• [Job]: Output each line of the items below as a numbered list, leaving out blank lines.

• [Items stored from a collection]:
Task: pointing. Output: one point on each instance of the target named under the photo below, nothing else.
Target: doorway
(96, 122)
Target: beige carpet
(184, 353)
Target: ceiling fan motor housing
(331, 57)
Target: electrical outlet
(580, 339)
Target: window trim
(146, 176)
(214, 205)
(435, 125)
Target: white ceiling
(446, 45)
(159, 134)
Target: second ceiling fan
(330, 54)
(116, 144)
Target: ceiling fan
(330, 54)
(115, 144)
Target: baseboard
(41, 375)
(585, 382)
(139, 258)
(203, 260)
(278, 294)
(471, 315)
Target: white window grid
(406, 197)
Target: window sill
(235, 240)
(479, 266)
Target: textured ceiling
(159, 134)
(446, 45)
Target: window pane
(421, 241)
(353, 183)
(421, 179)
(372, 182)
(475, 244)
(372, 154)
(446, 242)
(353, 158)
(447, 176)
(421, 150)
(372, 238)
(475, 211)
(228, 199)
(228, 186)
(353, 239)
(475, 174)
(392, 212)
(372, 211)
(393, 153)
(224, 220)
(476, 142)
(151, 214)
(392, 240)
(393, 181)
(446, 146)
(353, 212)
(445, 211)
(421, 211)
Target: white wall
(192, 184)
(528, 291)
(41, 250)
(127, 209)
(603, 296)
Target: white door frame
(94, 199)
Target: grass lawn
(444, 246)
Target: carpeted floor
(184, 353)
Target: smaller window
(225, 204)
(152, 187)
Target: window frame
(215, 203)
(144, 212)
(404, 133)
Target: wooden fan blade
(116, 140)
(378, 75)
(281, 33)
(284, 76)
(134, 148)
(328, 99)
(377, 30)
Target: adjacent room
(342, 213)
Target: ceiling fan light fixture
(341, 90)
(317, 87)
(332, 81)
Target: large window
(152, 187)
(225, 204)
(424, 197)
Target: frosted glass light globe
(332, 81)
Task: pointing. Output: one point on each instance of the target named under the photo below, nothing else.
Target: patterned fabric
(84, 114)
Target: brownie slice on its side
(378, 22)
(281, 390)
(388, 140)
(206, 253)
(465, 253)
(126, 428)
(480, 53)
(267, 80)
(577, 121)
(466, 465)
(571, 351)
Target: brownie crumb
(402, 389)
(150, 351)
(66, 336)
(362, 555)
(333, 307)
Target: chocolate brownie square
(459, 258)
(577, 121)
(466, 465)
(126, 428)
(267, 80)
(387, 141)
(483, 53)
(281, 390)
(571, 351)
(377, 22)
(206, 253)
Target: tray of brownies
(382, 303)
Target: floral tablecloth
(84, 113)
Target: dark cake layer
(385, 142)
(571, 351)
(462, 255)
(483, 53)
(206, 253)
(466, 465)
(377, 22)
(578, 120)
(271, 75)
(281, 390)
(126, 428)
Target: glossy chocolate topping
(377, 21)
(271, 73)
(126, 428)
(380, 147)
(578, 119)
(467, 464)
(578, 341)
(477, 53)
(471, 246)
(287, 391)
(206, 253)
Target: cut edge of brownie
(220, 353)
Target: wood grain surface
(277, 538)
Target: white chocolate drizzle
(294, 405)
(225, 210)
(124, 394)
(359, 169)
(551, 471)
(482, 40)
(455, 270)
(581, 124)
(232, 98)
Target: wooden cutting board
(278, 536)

• [Written solution]:
1. Task: pointing. Output: one point on each instance of the target named under the photo below, nothing else.
2. Target: doorway
3. (96, 122)
4. Target: beige carpet
5. (184, 353)
6. Target: ceiling fan motor housing
7. (331, 57)
8. Target: electrical outlet
9. (580, 339)
10. Target: window trim
11. (146, 176)
12. (214, 205)
13. (435, 125)
14. Target: white ceiling
15. (446, 45)
16. (159, 134)
17. Target: second ceiling fan
18. (330, 54)
19. (116, 144)
20. Target: ceiling fan
21. (330, 54)
22. (115, 144)
23. Target: baseboard
24. (41, 375)
25. (585, 382)
26. (139, 258)
27. (203, 260)
28. (278, 294)
29. (471, 315)
30. Target: white window grid
31. (406, 197)
32. Target: window sill
33. (235, 240)
34. (479, 266)
35. Target: textured ceiling
36. (159, 134)
37. (446, 45)
38. Target: window pane
39. (421, 241)
40. (353, 183)
41. (421, 179)
42. (372, 182)
43. (475, 244)
44. (372, 154)
45. (446, 242)
46. (353, 158)
47. (447, 176)
48. (421, 150)
49. (372, 238)
50. (475, 211)
51. (228, 199)
52. (228, 186)
53. (353, 239)
54. (475, 174)
55. (392, 212)
56. (372, 211)
57. (393, 153)
58. (224, 220)
59. (476, 142)
60. (151, 214)
61. (392, 240)
62. (393, 181)
63. (446, 146)
64. (353, 212)
65. (445, 211)
66. (421, 211)
67. Target: white wall
68. (192, 184)
69. (528, 291)
70. (41, 250)
71. (127, 209)
72. (603, 296)
73. Target: white door frame
74. (94, 199)
75. Target: grass lawn
76. (444, 246)
77. Target: carpeted floor
78. (184, 353)
79. Target: smaller window
80. (225, 204)
81. (152, 187)
82. Target: window frame
83. (215, 203)
84. (144, 212)
85. (404, 133)
86. Target: wooden fan blade
87. (116, 140)
88. (378, 75)
89. (281, 33)
90. (284, 76)
91. (134, 148)
92. (328, 99)
93. (377, 30)
94. Target: adjacent room
95. (342, 213)
96. Target: ceiling fan light fixture
97. (341, 90)
98. (317, 87)
99. (332, 81)
100. Target: large window
101. (152, 187)
102. (225, 204)
103. (424, 197)
104. Target: frosted glass light globe
105. (332, 81)
106. Task: pointing. Output: one point on each instance of the target named under the photo below, nothing else.
107. Target: patterned fabric
108. (84, 114)
109. Target: brownie slice on its side
110. (378, 22)
111. (281, 390)
112. (388, 140)
113. (206, 253)
114. (465, 253)
115. (126, 428)
116. (480, 53)
117. (267, 80)
118. (577, 121)
119. (466, 465)
120. (571, 351)
121. Target: brownie crumb
122. (402, 389)
123. (150, 351)
124. (66, 336)
125. (362, 555)
126. (333, 307)
127. Target: chocolate brownie square
128. (459, 258)
129. (577, 121)
130. (466, 465)
131. (126, 428)
132. (267, 80)
133. (387, 141)
134. (483, 53)
135. (281, 390)
136. (571, 351)
137. (377, 22)
138. (206, 253)
139. Target: tray of brownies
140. (382, 303)
141. Target: floral tablecloth
142. (84, 113)
143. Target: dark cake layer
144. (385, 142)
145. (571, 351)
146. (462, 255)
147. (483, 53)
148. (206, 253)
149. (466, 465)
150. (377, 22)
151. (578, 120)
152. (271, 75)
153. (281, 390)
154. (126, 428)
155. Target: glossy chocolate topping
156. (377, 21)
157. (271, 73)
158. (126, 428)
159. (380, 147)
160. (578, 119)
161. (467, 464)
162. (578, 341)
163. (477, 53)
164. (471, 246)
165. (287, 391)
166. (206, 253)
167. Target: cut edge of brownie
168. (220, 353)
169. Target: wood grain surface
170. (277, 538)
171. Target: white chocolate drizzle
172. (294, 405)
173. (225, 210)
174. (124, 394)
175. (359, 169)
176. (551, 471)
177. (482, 40)
178. (455, 270)
179. (581, 124)
180. (232, 98)
181. Target: wooden cutting board
182. (278, 536)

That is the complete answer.